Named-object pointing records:
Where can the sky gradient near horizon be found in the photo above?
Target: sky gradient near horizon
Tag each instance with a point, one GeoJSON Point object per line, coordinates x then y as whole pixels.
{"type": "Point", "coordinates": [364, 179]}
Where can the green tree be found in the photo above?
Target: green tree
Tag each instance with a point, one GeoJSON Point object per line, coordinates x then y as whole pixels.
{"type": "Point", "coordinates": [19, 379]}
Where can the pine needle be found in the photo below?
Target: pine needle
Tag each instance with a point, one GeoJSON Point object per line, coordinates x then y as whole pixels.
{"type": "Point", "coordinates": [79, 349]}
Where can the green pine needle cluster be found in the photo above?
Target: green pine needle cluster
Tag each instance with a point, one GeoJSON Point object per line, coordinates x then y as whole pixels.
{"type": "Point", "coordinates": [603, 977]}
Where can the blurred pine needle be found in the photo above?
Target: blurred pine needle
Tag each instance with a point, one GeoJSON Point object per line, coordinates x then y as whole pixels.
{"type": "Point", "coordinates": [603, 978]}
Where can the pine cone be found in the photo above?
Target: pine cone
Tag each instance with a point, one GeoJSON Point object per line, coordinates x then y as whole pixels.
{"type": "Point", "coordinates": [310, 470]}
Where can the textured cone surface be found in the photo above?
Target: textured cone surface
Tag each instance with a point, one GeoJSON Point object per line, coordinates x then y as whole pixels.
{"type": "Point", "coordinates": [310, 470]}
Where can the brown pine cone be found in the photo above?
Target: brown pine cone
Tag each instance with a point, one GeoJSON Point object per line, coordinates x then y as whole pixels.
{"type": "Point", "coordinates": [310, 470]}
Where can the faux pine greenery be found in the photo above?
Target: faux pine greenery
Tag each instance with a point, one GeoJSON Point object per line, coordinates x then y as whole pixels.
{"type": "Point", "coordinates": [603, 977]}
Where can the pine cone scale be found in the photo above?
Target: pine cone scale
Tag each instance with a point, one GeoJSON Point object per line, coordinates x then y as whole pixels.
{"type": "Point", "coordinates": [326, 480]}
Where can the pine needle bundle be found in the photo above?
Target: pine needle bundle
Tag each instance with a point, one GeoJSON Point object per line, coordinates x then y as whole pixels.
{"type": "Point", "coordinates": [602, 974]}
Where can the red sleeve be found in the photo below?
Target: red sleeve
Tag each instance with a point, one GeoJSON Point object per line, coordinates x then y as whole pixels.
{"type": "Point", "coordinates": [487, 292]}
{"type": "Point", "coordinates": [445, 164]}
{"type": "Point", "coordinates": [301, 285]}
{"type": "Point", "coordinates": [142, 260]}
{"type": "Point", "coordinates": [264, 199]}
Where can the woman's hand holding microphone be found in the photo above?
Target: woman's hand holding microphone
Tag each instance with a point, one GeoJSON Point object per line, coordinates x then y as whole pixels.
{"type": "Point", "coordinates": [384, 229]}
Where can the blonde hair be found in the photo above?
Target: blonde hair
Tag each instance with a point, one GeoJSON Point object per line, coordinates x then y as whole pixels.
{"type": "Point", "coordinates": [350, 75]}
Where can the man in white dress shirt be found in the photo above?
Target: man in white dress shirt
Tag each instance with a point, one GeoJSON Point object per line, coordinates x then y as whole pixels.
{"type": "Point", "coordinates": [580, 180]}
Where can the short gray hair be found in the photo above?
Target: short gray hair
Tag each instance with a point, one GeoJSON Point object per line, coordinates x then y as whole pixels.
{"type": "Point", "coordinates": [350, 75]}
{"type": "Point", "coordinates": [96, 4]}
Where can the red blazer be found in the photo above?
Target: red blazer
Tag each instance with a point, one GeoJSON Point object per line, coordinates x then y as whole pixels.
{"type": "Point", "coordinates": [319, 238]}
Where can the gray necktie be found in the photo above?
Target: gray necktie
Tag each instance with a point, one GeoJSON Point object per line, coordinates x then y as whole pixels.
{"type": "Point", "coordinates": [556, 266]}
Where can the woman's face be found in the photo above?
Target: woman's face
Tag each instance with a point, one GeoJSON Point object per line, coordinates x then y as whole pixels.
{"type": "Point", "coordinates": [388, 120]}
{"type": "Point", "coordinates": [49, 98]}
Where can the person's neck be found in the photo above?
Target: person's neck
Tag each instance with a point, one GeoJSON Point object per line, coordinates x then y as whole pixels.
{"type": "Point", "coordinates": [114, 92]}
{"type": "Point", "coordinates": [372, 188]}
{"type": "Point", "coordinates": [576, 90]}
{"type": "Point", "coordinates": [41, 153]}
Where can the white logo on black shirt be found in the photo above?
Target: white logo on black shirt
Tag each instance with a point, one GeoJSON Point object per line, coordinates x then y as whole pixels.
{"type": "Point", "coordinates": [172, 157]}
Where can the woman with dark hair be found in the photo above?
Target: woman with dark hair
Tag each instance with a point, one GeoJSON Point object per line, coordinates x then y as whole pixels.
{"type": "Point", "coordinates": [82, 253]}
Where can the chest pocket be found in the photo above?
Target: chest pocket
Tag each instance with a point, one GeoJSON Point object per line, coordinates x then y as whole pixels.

What is asked:
Every entry should be printed again exactly as it stands.

Result of this task:
Where can the sky gradient near horizon be found in the photo above?
Target: sky gradient near horizon
Tag each instance with a point, one GeoJSON Point object per line, coordinates x then y as whole pixels.
{"type": "Point", "coordinates": [364, 179]}
Where can the green tree be found in the photo above?
Target: green tree
Tag each instance with a point, one GeoJSON Point object per line, coordinates x then y as whole pixels.
{"type": "Point", "coordinates": [19, 379]}
Where can the pine needle be found in the photo below?
Target: pine needle
Tag each instance with a point, one GeoJSON Point object per line, coordinates x then y as whole pixels.
{"type": "Point", "coordinates": [79, 349]}
Where can the green pine needle cluster be found in the photo above?
Target: green pine needle cluster
Tag each instance with a point, one GeoJSON Point object per line, coordinates x then y as whole pixels.
{"type": "Point", "coordinates": [603, 977]}
Where can the blurred pine needle be found in the photo above?
Target: blurred pine needle
Tag each instance with a point, one GeoJSON Point object per line, coordinates x then y as whole pixels.
{"type": "Point", "coordinates": [603, 978]}
Where can the pine cone be found in the photo above?
Target: pine cone
Tag each instance with a point, one GeoJSON Point object per line, coordinates x then y as whole pixels.
{"type": "Point", "coordinates": [310, 470]}
Where can the textured cone surface be found in the photo above?
Target: textured cone surface
Tag each instance with a point, one GeoJSON Point object per line, coordinates x then y as whole pixels.
{"type": "Point", "coordinates": [310, 470]}
Where can the brown pine cone be found in the photo above?
Target: brown pine cone
Tag each instance with a point, one GeoJSON Point object per line, coordinates x then y as whole pixels.
{"type": "Point", "coordinates": [310, 470]}
Where can the faux pine greenery be found in the photo above?
Target: faux pine greenery
Tag each instance with a point, one GeoJSON Point object per line, coordinates x then y as whole pixels.
{"type": "Point", "coordinates": [603, 977]}
Where can the pine cone scale be found in the photo above?
Target: pine cone scale
Tag each instance with a point, one GeoJSON Point object per line, coordinates x then y as whole pixels.
{"type": "Point", "coordinates": [326, 480]}
Where can the pine needle bundle be found in the photo above?
Target: pine needle bundle
Tag each instance with a point, one GeoJSON Point object per line, coordinates x then y as whole pixels.
{"type": "Point", "coordinates": [602, 974]}
Where can the red sleeve be found in the photo below?
Target: red sleeve
Tag each instance with a point, one GeoJSON Point object per line, coordinates x then y as whole pixels.
{"type": "Point", "coordinates": [487, 292]}
{"type": "Point", "coordinates": [445, 164]}
{"type": "Point", "coordinates": [301, 285]}
{"type": "Point", "coordinates": [142, 260]}
{"type": "Point", "coordinates": [264, 199]}
Where can the woman's hand holding microphone be found in the photo above?
Target: woman's hand holding microphone
Tag each instance with a point, one GeoJSON Point object per line, coordinates x then y as whole pixels.
{"type": "Point", "coordinates": [384, 229]}
Where can the blonde hair be found in the photo above?
Target: blonde hair
Tag each instance with a point, one GeoJSON Point object per line, coordinates x then y as whole pixels.
{"type": "Point", "coordinates": [350, 75]}
Where can the man in white dress shirt be found in the photo above?
Target: man in white dress shirt
Tag each instance with a point, one GeoJSON Point object per line, coordinates x then y as whole pixels.
{"type": "Point", "coordinates": [580, 180]}
Where can the short gray hair be found in the photo above?
Target: short gray hair
Tag each instance with a point, one GeoJSON Point object per line, coordinates x then y as whole pixels.
{"type": "Point", "coordinates": [350, 75]}
{"type": "Point", "coordinates": [96, 4]}
Where can the red blazer be found in the photo above?
Target: red blazer
Tag each instance with a point, one GeoJSON Point object per line, coordinates x then y as whole pixels.
{"type": "Point", "coordinates": [319, 238]}
Where can the gray necktie be found in the photo above?
Target: gray necktie
Tag each instance with a point, one GeoJSON Point object per line, coordinates x then y as whole pixels.
{"type": "Point", "coordinates": [556, 266]}
Where can the woman's face be found in the photo above?
Target: woman's face
Tag each instance with a point, one GeoJSON Point object per line, coordinates x then y as whole pixels.
{"type": "Point", "coordinates": [388, 120]}
{"type": "Point", "coordinates": [49, 98]}
Where can the person's neck be found in the photo above?
Target: person's neck
Tag each instance with a point, one GeoJSON Point object per line, coordinates x then y as whole pixels.
{"type": "Point", "coordinates": [114, 92]}
{"type": "Point", "coordinates": [372, 188]}
{"type": "Point", "coordinates": [576, 90]}
{"type": "Point", "coordinates": [41, 153]}
Where can the white logo on black shirt be found in the photo above?
Target: white logo on black shirt
Tag each instance with a point, one GeoJSON Point object per line, coordinates x then y as whole pixels.
{"type": "Point", "coordinates": [172, 157]}
Where can the woman with dark hair be found in the photo above?
Target: woman with dark hair
Tag each instance with a point, one GeoJSON Point object per line, coordinates x then y as whole pixels.
{"type": "Point", "coordinates": [82, 253]}
Where can the chest pocket be found in the photo above?
Target: chest pocket
Tag each instance with a point, one GeoJSON Point object per line, coordinates x then y as whole pixels.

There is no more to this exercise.